§ Exercise material
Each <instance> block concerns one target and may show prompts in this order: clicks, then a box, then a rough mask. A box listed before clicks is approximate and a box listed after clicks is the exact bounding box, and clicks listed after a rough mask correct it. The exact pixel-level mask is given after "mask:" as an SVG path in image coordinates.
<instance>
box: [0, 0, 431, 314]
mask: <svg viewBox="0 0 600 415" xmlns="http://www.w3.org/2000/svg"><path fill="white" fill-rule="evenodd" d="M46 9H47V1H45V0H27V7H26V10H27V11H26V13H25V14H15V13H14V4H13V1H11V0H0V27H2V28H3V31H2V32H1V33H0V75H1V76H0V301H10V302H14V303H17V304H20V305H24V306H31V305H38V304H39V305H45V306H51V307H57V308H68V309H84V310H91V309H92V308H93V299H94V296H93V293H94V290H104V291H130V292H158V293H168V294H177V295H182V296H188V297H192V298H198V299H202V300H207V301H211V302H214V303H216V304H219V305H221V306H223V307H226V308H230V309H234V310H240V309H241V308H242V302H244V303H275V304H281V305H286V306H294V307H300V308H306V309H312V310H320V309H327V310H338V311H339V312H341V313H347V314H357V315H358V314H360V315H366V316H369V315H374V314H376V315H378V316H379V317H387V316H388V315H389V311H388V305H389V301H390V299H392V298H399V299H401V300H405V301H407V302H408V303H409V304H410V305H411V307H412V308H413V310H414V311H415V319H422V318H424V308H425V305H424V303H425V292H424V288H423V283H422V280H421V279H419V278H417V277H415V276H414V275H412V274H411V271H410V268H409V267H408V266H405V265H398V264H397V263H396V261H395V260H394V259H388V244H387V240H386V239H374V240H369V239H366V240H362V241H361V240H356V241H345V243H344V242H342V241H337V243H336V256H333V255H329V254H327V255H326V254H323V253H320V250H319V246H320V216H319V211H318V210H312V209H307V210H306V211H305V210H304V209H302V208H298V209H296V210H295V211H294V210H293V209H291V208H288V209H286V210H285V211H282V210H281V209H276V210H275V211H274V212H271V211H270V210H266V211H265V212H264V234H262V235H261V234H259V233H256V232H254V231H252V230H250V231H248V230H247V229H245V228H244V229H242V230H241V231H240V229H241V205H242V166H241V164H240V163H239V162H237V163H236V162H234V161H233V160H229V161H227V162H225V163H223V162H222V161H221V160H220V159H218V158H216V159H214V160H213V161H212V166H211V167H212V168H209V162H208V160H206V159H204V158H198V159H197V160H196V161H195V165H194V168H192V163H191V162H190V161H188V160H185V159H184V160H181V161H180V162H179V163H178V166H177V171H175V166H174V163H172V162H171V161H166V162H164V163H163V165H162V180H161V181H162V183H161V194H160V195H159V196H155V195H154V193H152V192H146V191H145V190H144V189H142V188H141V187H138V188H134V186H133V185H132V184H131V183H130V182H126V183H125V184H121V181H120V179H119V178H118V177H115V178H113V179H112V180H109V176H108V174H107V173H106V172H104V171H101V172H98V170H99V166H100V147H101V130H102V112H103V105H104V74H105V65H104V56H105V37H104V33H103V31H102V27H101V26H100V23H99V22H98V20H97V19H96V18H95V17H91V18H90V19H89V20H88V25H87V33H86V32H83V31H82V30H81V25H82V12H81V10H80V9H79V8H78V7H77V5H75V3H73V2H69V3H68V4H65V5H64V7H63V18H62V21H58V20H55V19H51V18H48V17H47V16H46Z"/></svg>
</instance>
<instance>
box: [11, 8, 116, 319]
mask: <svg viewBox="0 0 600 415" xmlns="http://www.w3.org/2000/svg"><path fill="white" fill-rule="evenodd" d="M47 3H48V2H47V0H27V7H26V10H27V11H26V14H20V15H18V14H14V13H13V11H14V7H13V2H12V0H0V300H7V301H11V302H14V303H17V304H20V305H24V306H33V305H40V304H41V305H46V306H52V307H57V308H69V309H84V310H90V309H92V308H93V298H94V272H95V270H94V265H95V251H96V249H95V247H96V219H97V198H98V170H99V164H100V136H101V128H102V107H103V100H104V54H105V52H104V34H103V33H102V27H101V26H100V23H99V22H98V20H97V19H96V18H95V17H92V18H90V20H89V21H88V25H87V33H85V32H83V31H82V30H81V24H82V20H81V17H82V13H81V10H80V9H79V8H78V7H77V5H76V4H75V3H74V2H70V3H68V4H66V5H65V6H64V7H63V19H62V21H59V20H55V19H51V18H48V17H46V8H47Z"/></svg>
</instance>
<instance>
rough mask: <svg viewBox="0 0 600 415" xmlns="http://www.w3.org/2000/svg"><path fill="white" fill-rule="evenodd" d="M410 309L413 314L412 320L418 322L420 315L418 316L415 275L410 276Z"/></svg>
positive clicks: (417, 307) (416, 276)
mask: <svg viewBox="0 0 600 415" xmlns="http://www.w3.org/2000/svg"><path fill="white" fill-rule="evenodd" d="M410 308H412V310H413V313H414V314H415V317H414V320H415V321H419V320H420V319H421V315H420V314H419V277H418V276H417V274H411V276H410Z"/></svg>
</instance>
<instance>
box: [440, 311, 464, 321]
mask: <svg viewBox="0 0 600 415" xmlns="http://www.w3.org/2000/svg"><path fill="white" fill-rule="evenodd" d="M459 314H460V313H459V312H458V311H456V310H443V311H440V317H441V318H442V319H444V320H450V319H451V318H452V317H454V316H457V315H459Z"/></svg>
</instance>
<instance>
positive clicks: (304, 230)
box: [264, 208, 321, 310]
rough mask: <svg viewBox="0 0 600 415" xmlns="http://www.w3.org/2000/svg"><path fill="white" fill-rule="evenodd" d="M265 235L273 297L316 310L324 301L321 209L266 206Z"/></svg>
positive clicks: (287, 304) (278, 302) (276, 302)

§ About this exercise
Restate every entry above word for word.

§ Written reply
Each <instance> block concerns one target and may show prompts in this order: clicks, then a box, then a rough mask. A box listed before clicks is approximate and a box listed after clicks is the exact bounding box, and clicks listed after a rough mask correct it. The exact pixel-level mask is given after "mask:" as an SVG path in image coordinates.
<instance>
box: [0, 0, 431, 314]
mask: <svg viewBox="0 0 600 415" xmlns="http://www.w3.org/2000/svg"><path fill="white" fill-rule="evenodd" d="M46 9H47V1H45V0H27V7H26V10H27V11H26V13H25V14H15V13H14V4H13V1H11V0H0V27H2V28H3V31H2V32H1V33H0V75H1V76H0V301H10V302H14V303H17V304H20V305H24V306H31V305H38V304H39V305H45V306H51V307H57V308H68V309H84V310H91V309H92V308H93V299H94V296H93V293H94V290H104V291H130V292H158V293H168V294H177V295H182V296H188V297H192V298H198V299H202V300H207V301H211V302H214V303H216V304H219V305H221V306H223V307H226V308H230V309H234V310H240V309H241V308H242V302H244V303H275V304H281V305H286V306H294V307H300V308H306V309H312V310H320V309H327V310H338V311H339V312H341V313H347V314H357V315H358V314H360V315H366V316H369V315H374V314H376V315H378V316H379V317H387V316H388V315H389V311H388V305H389V301H390V299H392V298H399V299H401V300H405V301H407V302H408V303H409V304H410V305H411V307H412V308H413V310H414V311H415V319H422V318H424V308H425V305H424V303H425V292H424V288H423V283H422V280H421V279H419V278H417V277H415V276H414V275H412V274H411V271H410V268H409V267H408V266H405V265H398V264H397V263H396V261H395V260H394V259H388V244H387V240H386V239H374V240H369V239H366V240H362V241H361V240H356V241H345V243H344V242H342V241H337V243H336V256H333V255H329V254H327V255H326V254H323V253H320V250H319V246H320V216H319V211H318V210H312V209H307V210H306V211H305V210H304V209H302V208H298V209H296V210H295V211H294V210H293V209H291V208H288V209H286V210H285V211H282V210H281V209H276V210H275V211H274V212H271V211H270V210H266V211H265V212H264V234H262V235H261V234H259V233H256V232H254V231H252V230H250V231H248V230H247V229H245V228H244V229H242V230H241V231H240V229H241V205H242V166H241V164H240V163H239V162H237V163H236V162H234V161H233V160H229V161H227V162H225V163H223V162H222V161H221V160H220V159H218V158H216V159H214V160H213V161H212V166H211V167H212V168H209V162H208V160H206V159H204V158H198V159H197V160H196V161H195V165H194V168H192V163H191V162H190V161H188V160H185V159H184V160H181V161H180V162H179V163H178V166H177V171H175V166H174V163H172V162H171V161H166V162H164V163H163V165H162V180H161V181H162V183H161V194H160V195H159V196H155V195H154V193H152V192H146V191H145V190H144V189H142V188H141V187H138V188H134V186H133V185H132V184H131V183H130V182H126V183H125V184H121V181H120V179H119V178H118V177H115V178H113V179H112V180H109V176H108V174H107V173H106V172H104V171H101V172H98V170H99V166H100V147H101V130H102V112H103V105H104V74H105V65H104V56H105V37H104V33H103V31H102V27H101V26H100V23H99V22H98V20H97V19H96V18H95V17H91V18H90V19H89V20H88V25H87V33H86V32H83V31H82V30H81V25H82V12H81V10H80V9H79V8H78V7H77V5H75V3H73V2H69V3H68V4H65V5H64V7H63V18H62V21H58V20H55V19H51V18H48V17H47V16H46Z"/></svg>
</instance>
<instance>
box: [11, 8, 116, 319]
mask: <svg viewBox="0 0 600 415" xmlns="http://www.w3.org/2000/svg"><path fill="white" fill-rule="evenodd" d="M47 3H48V2H47V0H27V7H26V10H27V11H26V14H20V15H18V14H14V13H13V11H14V7H13V2H12V0H0V300H7V301H11V302H14V303H17V304H20V305H24V306H33V305H40V304H41V305H46V306H52V307H57V308H69V309H84V310H90V309H92V308H93V298H94V272H95V270H94V265H95V251H96V249H95V247H96V219H97V198H98V170H99V164H100V136H101V128H102V107H103V100H104V54H105V52H104V34H103V33H102V27H101V26H100V23H99V22H98V20H97V19H96V18H95V17H92V18H90V20H89V21H88V25H87V33H85V32H83V31H82V30H81V24H82V20H81V17H82V13H81V10H80V9H79V8H78V7H77V5H76V4H75V3H74V2H70V3H68V4H66V5H65V6H64V7H63V19H62V21H59V20H55V19H51V18H48V17H46V8H47Z"/></svg>
</instance>
<instance>
rough mask: <svg viewBox="0 0 600 415" xmlns="http://www.w3.org/2000/svg"><path fill="white" fill-rule="evenodd" d="M410 309L413 314L412 320L418 322L420 315L418 316L415 275L410 276Z"/></svg>
positive clicks: (417, 307) (416, 276)
mask: <svg viewBox="0 0 600 415" xmlns="http://www.w3.org/2000/svg"><path fill="white" fill-rule="evenodd" d="M410 308H412V310H413V313H414V314H415V317H414V320H415V321H419V320H420V319H421V315H420V314H419V277H418V276H417V274H411V276H410Z"/></svg>
</instance>
<instance>
box: [440, 311, 464, 321]
mask: <svg viewBox="0 0 600 415" xmlns="http://www.w3.org/2000/svg"><path fill="white" fill-rule="evenodd" d="M459 314H460V313H459V312H458V311H456V310H443V311H440V317H441V318H442V319H444V320H450V319H451V318H452V317H454V316H457V315H459Z"/></svg>
</instance>
<instance>
positive clicks: (304, 230)
box: [264, 208, 321, 310]
rough mask: <svg viewBox="0 0 600 415" xmlns="http://www.w3.org/2000/svg"><path fill="white" fill-rule="evenodd" d="M265 235L273 297L316 310L324 301L321 209L266 206Z"/></svg>
positive clicks: (287, 304) (278, 302) (276, 302)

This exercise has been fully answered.